> **WHAT IS EXPECTED**: Reproduce the records below line for line, with the same wording and numbers, and leave out the pictures.

[Excerpts from point annotation data]
— START —

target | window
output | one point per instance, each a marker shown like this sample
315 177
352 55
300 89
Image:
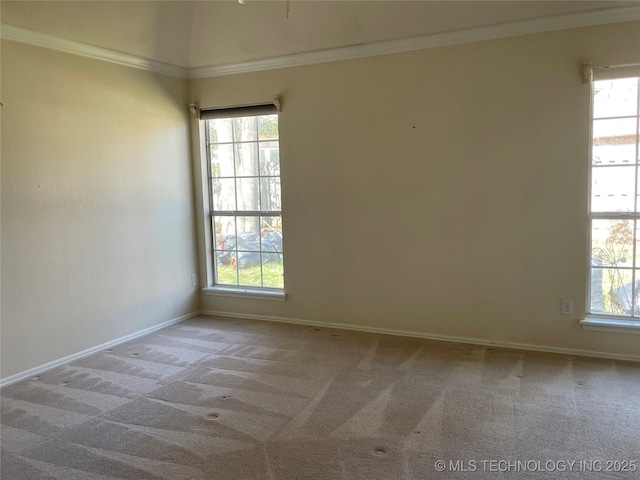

— END —

> **THE SOLUTION**:
target | window
output | one point per instance, each a marker shown like this sample
315 177
352 55
300 89
Image:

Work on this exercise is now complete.